Instructions to follow> Could you pull out, word for word and nothing else, the part of the records below that opens with the line containing "Could you please locate the forest floor" and closes with the line containing "295, 210, 497, 373", with both of those lines included?
* BEGIN *
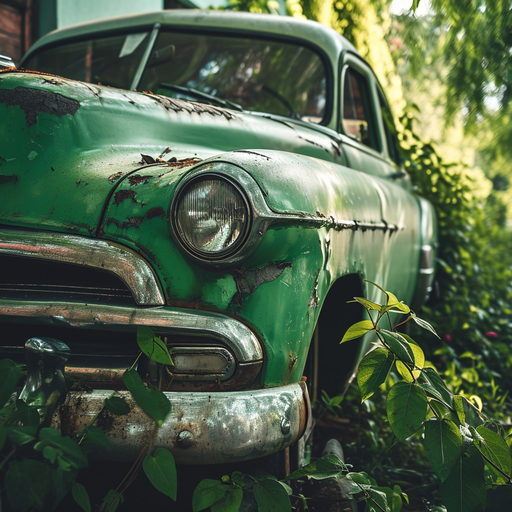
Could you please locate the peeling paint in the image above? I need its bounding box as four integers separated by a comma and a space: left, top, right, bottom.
233, 262, 292, 304
0, 86, 80, 127
114, 190, 137, 205
107, 206, 165, 229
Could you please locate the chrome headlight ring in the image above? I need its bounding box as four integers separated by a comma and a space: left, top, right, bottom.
170, 162, 273, 267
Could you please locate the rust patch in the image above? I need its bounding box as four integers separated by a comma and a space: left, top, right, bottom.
107, 206, 165, 229
0, 174, 20, 185
143, 93, 235, 121
233, 262, 292, 304
114, 190, 137, 205
145, 206, 165, 220
0, 86, 80, 127
108, 171, 123, 183
128, 174, 153, 186
139, 153, 156, 165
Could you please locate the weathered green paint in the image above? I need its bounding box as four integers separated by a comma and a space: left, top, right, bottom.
0, 12, 435, 396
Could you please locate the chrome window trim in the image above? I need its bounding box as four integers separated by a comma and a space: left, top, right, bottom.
0, 230, 165, 306
0, 299, 263, 364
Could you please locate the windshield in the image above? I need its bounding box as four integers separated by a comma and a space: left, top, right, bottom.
23, 31, 327, 123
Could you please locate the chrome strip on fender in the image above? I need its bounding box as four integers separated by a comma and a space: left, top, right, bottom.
0, 230, 165, 306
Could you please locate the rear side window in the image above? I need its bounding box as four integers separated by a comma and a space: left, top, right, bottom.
379, 91, 400, 166
343, 67, 380, 151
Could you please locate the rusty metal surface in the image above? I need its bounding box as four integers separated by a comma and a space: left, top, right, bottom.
0, 230, 164, 306
54, 382, 309, 464
0, 299, 263, 363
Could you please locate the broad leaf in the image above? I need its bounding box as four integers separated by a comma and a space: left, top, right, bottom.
137, 326, 173, 364
123, 370, 171, 425
440, 446, 486, 512
350, 297, 381, 311
340, 320, 373, 343
424, 418, 462, 482
413, 316, 441, 339
192, 478, 229, 512
71, 482, 91, 512
142, 448, 178, 501
357, 348, 394, 402
105, 396, 130, 416
386, 382, 428, 441
379, 329, 414, 364
366, 487, 389, 512
0, 359, 21, 408
396, 333, 425, 382
252, 480, 292, 512
453, 395, 466, 425
283, 454, 347, 480
4, 459, 53, 512
210, 486, 244, 512
103, 489, 124, 512
418, 368, 452, 408
84, 425, 112, 451
474, 425, 512, 483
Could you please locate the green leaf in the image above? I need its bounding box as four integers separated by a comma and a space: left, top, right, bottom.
424, 418, 462, 482
453, 395, 466, 425
418, 368, 452, 408
378, 329, 414, 364
6, 426, 37, 446
142, 448, 178, 501
0, 359, 21, 408
71, 482, 91, 512
123, 370, 171, 425
252, 480, 292, 512
396, 333, 425, 382
487, 485, 512, 511
103, 489, 124, 512
357, 348, 395, 402
440, 446, 486, 512
473, 425, 512, 483
137, 326, 173, 364
350, 297, 381, 311
84, 425, 112, 451
340, 320, 373, 343
192, 478, 229, 512
210, 487, 244, 512
4, 459, 53, 512
366, 487, 389, 512
105, 396, 130, 416
413, 316, 441, 339
386, 382, 428, 441
283, 454, 348, 480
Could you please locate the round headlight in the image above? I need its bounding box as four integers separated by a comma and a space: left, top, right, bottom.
173, 175, 249, 259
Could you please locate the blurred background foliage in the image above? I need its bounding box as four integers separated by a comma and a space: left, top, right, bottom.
223, 0, 512, 510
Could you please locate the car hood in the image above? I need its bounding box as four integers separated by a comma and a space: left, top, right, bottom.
0, 72, 343, 235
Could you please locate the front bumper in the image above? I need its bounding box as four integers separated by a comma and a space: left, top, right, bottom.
56, 382, 310, 464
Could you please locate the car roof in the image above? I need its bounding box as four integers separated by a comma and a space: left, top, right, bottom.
23, 9, 357, 64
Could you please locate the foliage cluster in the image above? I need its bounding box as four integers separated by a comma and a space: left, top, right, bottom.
342, 287, 512, 512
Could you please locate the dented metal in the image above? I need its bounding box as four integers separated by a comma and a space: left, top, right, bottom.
54, 382, 309, 464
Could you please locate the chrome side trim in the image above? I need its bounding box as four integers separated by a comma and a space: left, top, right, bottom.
52, 382, 310, 464
0, 299, 263, 363
0, 230, 165, 306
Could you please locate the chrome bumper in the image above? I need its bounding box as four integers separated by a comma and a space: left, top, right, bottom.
56, 382, 310, 464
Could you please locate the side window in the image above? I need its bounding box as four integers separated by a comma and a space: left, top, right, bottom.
343, 67, 380, 151
379, 91, 401, 166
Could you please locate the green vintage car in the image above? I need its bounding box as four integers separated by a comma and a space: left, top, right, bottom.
0, 10, 437, 465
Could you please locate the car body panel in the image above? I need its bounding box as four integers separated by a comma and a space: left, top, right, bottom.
0, 11, 437, 463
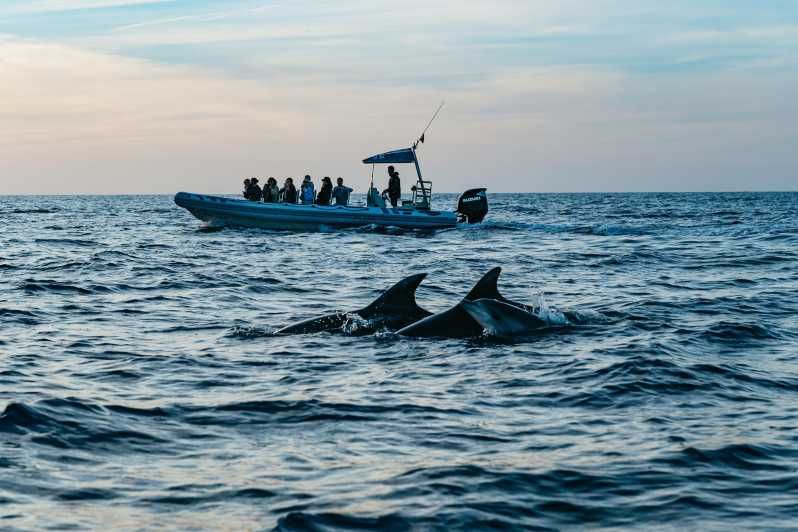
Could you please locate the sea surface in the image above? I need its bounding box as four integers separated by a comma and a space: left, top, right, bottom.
0, 193, 798, 531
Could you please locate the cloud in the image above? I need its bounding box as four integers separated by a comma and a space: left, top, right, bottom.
0, 0, 798, 193
0, 0, 174, 15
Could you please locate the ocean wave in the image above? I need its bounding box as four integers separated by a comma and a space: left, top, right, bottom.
0, 399, 166, 453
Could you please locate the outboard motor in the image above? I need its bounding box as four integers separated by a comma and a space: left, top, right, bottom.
457, 188, 488, 224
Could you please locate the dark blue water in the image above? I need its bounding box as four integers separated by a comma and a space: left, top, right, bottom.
0, 193, 798, 530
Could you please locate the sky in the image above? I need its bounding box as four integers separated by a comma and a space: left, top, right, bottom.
0, 0, 798, 194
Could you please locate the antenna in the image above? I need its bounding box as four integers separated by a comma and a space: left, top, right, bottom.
413, 100, 446, 150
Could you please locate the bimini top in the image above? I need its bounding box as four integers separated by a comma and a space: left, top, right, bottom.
363, 148, 416, 164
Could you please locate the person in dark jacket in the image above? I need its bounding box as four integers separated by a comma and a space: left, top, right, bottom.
247, 177, 263, 201
280, 177, 299, 203
382, 166, 402, 207
263, 177, 280, 203
299, 175, 316, 205
316, 177, 332, 205
333, 177, 352, 206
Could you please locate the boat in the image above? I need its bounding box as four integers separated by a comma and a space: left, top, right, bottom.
175, 120, 488, 231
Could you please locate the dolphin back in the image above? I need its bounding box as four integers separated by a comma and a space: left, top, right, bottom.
357, 273, 430, 323
397, 267, 506, 338
275, 311, 349, 334
460, 299, 547, 338
463, 266, 505, 301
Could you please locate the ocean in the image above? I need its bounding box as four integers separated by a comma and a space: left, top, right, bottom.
0, 193, 798, 531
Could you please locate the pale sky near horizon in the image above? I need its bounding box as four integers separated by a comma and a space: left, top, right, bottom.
0, 0, 798, 194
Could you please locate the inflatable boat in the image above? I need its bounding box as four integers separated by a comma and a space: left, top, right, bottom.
175, 145, 488, 231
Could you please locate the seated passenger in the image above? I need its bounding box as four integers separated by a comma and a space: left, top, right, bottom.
382, 166, 402, 207
247, 177, 263, 201
366, 187, 385, 209
263, 177, 280, 203
280, 177, 299, 203
333, 177, 352, 206
316, 177, 332, 205
299, 175, 316, 205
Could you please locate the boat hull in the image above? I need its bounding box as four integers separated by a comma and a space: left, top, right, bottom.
175, 192, 457, 231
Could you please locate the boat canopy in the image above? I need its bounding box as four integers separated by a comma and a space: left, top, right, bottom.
363, 148, 416, 164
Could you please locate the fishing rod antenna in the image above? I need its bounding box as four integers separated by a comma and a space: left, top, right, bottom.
413, 100, 446, 151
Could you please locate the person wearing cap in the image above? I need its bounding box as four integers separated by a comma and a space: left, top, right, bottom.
333, 177, 352, 206
263, 177, 280, 203
247, 177, 263, 201
280, 177, 299, 203
299, 175, 316, 205
382, 166, 402, 207
316, 176, 332, 205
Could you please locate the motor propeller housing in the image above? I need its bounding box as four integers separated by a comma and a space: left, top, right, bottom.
457, 188, 488, 224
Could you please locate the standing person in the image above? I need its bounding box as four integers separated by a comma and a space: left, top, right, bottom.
333, 177, 352, 206
316, 176, 332, 205
382, 166, 402, 207
299, 175, 316, 205
280, 177, 299, 203
248, 177, 263, 201
263, 177, 280, 203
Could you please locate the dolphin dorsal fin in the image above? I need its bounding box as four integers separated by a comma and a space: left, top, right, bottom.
358, 273, 427, 314
463, 266, 504, 301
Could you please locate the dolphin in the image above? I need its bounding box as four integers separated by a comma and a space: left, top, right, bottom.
460, 299, 548, 338
275, 273, 431, 334
397, 266, 527, 338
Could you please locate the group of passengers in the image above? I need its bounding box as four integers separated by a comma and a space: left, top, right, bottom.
244, 175, 352, 205
238, 166, 402, 207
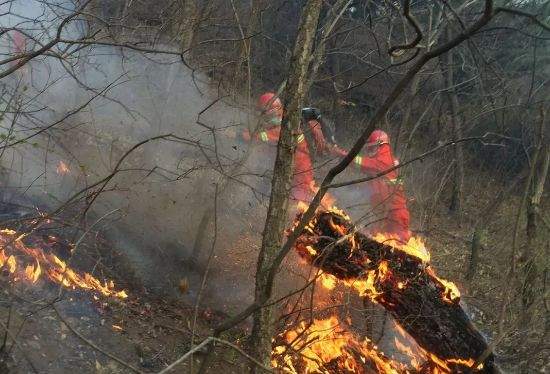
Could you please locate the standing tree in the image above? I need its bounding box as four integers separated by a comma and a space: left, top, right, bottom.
251, 0, 328, 366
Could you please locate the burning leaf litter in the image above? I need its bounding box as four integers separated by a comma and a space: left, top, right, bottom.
0, 229, 128, 299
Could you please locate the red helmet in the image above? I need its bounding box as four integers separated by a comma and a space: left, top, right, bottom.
258, 92, 283, 111
12, 30, 27, 54
367, 130, 390, 146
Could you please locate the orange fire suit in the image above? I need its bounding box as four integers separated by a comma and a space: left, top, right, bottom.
354, 144, 411, 242
242, 121, 338, 205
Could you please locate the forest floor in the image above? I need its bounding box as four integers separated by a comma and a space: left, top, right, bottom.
0, 168, 548, 373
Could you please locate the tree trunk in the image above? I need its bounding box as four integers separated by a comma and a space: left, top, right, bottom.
521, 108, 550, 324
250, 0, 322, 366
176, 0, 199, 51
441, 27, 464, 218
295, 211, 494, 373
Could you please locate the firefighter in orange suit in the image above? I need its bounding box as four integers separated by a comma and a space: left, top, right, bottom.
354, 130, 411, 242
241, 92, 340, 206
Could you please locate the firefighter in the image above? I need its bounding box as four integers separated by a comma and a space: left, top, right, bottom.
241, 92, 338, 206
354, 130, 411, 243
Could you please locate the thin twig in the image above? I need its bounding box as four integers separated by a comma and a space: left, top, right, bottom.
157, 336, 273, 374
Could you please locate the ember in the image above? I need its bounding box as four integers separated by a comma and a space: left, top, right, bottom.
0, 229, 128, 299
55, 160, 71, 175
271, 316, 401, 374
273, 209, 493, 373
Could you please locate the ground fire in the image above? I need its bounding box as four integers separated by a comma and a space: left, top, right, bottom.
0, 229, 128, 299
272, 208, 493, 373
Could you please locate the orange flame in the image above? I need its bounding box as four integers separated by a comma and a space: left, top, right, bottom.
271, 316, 399, 374
55, 160, 71, 175
25, 260, 42, 283
318, 273, 338, 290
0, 229, 128, 299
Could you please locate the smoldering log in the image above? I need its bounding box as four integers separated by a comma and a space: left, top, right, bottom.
295, 210, 497, 373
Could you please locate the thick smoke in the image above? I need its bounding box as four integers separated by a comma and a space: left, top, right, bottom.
0, 2, 282, 306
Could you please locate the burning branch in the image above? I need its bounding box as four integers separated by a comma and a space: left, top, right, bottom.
295, 209, 493, 373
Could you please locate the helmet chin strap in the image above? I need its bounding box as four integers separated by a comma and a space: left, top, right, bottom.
269, 116, 282, 125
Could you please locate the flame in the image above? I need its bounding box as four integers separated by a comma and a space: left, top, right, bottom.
55, 160, 71, 175
271, 316, 400, 374
7, 255, 17, 274
0, 229, 128, 299
288, 207, 483, 374
319, 273, 338, 290
25, 260, 42, 283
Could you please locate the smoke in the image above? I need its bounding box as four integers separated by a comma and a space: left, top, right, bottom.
0, 2, 280, 307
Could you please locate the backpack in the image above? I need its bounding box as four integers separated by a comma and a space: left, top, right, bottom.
302, 107, 336, 144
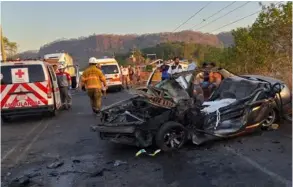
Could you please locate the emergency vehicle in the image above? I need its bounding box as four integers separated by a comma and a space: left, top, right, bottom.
0, 60, 61, 122
44, 53, 79, 89
97, 57, 123, 90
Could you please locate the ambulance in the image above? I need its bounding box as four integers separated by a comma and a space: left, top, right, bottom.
44, 53, 79, 89
0, 60, 61, 122
97, 57, 123, 91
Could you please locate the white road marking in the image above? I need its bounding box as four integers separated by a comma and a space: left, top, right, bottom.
1, 120, 43, 162
15, 120, 52, 164
225, 147, 292, 187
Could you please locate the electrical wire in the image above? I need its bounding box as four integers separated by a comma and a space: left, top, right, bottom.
196, 1, 251, 30
189, 1, 236, 30
173, 2, 211, 32
211, 1, 282, 32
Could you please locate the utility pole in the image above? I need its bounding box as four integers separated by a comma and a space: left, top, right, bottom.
0, 26, 6, 62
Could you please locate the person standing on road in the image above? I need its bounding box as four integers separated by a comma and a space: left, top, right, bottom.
53, 64, 58, 73
80, 57, 107, 115
207, 62, 222, 92
128, 65, 134, 85
122, 66, 129, 89
168, 57, 183, 75
56, 65, 71, 109
135, 66, 140, 84
97, 64, 107, 98
160, 61, 169, 81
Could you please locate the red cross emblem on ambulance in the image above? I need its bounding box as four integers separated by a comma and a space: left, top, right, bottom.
15, 69, 24, 78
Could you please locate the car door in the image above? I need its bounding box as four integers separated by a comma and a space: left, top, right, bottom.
47, 66, 62, 109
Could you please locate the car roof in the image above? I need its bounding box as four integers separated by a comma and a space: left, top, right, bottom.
1, 60, 48, 66
97, 58, 118, 63
243, 75, 284, 84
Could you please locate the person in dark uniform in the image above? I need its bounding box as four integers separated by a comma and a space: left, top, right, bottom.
160, 62, 169, 81
168, 57, 183, 75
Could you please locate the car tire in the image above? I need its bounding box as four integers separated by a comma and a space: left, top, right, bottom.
117, 86, 123, 92
50, 108, 59, 117
155, 121, 187, 152
261, 109, 278, 129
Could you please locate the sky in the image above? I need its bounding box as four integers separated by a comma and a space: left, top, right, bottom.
0, 1, 272, 52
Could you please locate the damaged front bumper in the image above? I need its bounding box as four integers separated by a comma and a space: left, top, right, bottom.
92, 96, 170, 147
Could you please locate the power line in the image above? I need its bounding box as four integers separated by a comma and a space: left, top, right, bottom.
189, 1, 236, 30
197, 1, 251, 30
211, 10, 261, 32
211, 1, 282, 32
173, 2, 211, 32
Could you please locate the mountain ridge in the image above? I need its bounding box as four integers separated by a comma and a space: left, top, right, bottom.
18, 30, 234, 64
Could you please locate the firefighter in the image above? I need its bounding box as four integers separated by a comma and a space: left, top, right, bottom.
80, 57, 107, 115
56, 65, 71, 109
97, 64, 107, 98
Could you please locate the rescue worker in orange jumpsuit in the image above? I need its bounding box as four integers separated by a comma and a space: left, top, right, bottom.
80, 57, 107, 115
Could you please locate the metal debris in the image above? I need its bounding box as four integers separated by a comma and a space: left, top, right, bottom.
114, 160, 127, 167
47, 160, 64, 169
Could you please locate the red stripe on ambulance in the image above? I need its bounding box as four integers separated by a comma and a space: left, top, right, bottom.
1, 84, 19, 108
22, 84, 48, 104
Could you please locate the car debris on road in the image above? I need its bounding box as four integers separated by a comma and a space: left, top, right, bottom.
93, 70, 282, 151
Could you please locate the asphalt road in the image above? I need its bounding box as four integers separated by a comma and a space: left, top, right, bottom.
1, 92, 292, 187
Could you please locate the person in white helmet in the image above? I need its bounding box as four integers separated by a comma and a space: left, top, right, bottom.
56, 65, 71, 109
80, 57, 107, 115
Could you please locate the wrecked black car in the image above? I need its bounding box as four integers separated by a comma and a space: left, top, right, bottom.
93, 70, 282, 151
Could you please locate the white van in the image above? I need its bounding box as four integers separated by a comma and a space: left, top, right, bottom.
0, 60, 61, 122
97, 58, 123, 90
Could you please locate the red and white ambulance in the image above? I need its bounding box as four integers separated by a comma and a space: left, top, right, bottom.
0, 60, 61, 122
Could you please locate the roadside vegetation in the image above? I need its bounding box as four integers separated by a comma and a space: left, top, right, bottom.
119, 2, 292, 87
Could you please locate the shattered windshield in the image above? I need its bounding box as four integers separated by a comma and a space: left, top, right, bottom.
155, 79, 189, 102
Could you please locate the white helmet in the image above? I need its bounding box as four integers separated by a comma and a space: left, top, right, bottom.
89, 57, 98, 64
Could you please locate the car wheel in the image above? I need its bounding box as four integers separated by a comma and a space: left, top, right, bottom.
262, 109, 277, 129
117, 86, 123, 92
156, 121, 187, 152
50, 109, 59, 117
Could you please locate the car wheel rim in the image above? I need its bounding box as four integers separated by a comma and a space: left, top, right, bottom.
164, 129, 185, 149
262, 110, 276, 127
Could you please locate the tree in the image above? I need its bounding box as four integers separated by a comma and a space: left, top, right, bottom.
3, 36, 18, 58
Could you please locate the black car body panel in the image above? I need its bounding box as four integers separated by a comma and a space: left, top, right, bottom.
93, 71, 280, 147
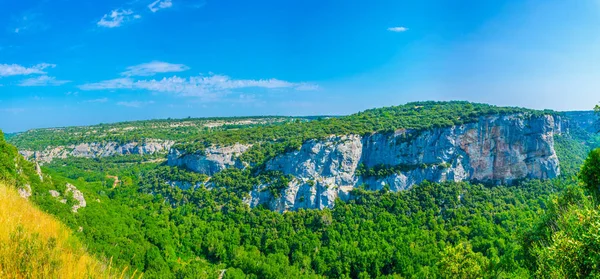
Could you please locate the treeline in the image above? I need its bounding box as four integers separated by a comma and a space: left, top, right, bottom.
7, 116, 300, 150
175, 101, 556, 164
36, 152, 573, 278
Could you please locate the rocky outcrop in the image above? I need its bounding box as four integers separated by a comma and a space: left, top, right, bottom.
19, 139, 175, 164
17, 184, 31, 200
246, 114, 560, 211
167, 144, 251, 176
163, 113, 594, 212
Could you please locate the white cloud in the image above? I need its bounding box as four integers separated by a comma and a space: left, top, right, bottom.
388, 26, 408, 33
79, 74, 318, 99
97, 9, 141, 28
148, 0, 173, 13
121, 61, 190, 76
0, 63, 56, 77
83, 98, 108, 103
19, 75, 71, 86
0, 108, 25, 113
117, 101, 154, 108
79, 78, 133, 90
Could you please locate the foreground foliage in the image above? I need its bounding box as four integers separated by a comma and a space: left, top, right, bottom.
0, 183, 129, 278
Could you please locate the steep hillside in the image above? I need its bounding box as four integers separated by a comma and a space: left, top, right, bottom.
168, 102, 595, 212
7, 102, 600, 278
0, 182, 123, 278
0, 131, 135, 278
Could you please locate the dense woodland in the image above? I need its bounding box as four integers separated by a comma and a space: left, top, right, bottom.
6, 116, 314, 150
0, 102, 600, 278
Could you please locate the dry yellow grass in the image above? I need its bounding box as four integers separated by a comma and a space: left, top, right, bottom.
0, 182, 135, 279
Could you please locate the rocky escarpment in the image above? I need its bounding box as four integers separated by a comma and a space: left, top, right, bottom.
168, 144, 252, 176
19, 139, 175, 163
169, 114, 569, 211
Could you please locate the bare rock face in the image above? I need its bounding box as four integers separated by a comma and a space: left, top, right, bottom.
19, 139, 175, 164
167, 144, 252, 176
246, 114, 560, 211
48, 183, 87, 213
17, 184, 31, 200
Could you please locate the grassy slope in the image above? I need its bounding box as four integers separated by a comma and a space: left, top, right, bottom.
0, 183, 134, 278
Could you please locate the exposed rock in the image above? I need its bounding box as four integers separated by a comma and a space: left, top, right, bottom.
35, 162, 44, 182
66, 183, 86, 212
48, 190, 60, 198
167, 144, 252, 176
19, 139, 175, 164
246, 114, 560, 211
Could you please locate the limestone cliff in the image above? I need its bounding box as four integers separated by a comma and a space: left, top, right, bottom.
19, 139, 175, 163
169, 114, 569, 211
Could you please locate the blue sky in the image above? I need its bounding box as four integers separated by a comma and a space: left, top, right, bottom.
0, 0, 600, 132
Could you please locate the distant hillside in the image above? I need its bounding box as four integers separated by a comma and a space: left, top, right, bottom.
6, 116, 312, 150
0, 131, 135, 278
0, 182, 125, 278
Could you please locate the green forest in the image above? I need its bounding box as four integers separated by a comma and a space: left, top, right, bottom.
0, 102, 600, 278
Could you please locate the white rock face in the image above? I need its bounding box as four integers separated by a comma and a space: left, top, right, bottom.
245, 114, 560, 212
167, 144, 252, 176
66, 183, 87, 212
164, 114, 596, 212
19, 139, 175, 164
17, 184, 31, 200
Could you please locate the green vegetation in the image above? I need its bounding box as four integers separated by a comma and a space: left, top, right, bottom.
355, 163, 451, 178
0, 102, 600, 278
177, 101, 554, 158
0, 131, 134, 278
7, 116, 311, 150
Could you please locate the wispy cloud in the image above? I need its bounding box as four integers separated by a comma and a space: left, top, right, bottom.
0, 63, 56, 77
97, 9, 142, 28
148, 0, 173, 13
79, 74, 318, 99
388, 26, 408, 33
83, 98, 108, 103
121, 61, 190, 76
19, 75, 71, 86
117, 101, 154, 108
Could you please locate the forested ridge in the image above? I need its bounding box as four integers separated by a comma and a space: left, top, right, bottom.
0, 102, 600, 278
* END *
Exercise response>
Could you please locate the forest floor in the image above? I need its bounding box as four integers separated by a comma and a space: left, top, right, bottom.
0, 168, 548, 373
Could you please locate the tree trunk in the image above? I need its bounding box as four integers separated by a comma and a space: left, top, right, bottom.
521, 108, 550, 324
250, 0, 322, 366
176, 0, 199, 51
441, 27, 464, 218
295, 211, 494, 373
Could you please locate the firefighter in orange suit in the image above? I need its bounding box as four integers separated by a comma and a space: left, top, right, bottom.
354, 130, 411, 242
241, 92, 340, 206
Could you please locate the firefighter in the image above? I need its bounding box as four integers separated by a comma and a space: left, top, right, bottom.
241, 92, 338, 206
354, 130, 411, 243
Could you please locate the thin twig in the image above? I need its bounding box as four integers separated by a comma and a space: left, top, right, bottom.
157, 336, 273, 374
Could you please locate the ember in the image above? I need its bounding box as four integers separated by a comma and a space: left, top, right, bottom.
0, 229, 128, 299
55, 160, 71, 175
271, 316, 401, 374
273, 209, 493, 373
Could you please locate the ground fire in the image above? I need its bounding box as four integers separated by a comma and a space: left, top, right, bottom.
0, 229, 128, 299
272, 208, 493, 373
Could you please locate the orange flame in the image above? I need its bounding box as four integers separated by a comma and a space: left, top, right, bottom.
271, 316, 399, 374
55, 160, 71, 175
25, 260, 42, 283
318, 273, 338, 290
0, 229, 128, 299
Could you please locate the smoldering log in the image above? I need its bounding box as four integers separated by a comma and a space: left, top, right, bottom.
295, 210, 497, 373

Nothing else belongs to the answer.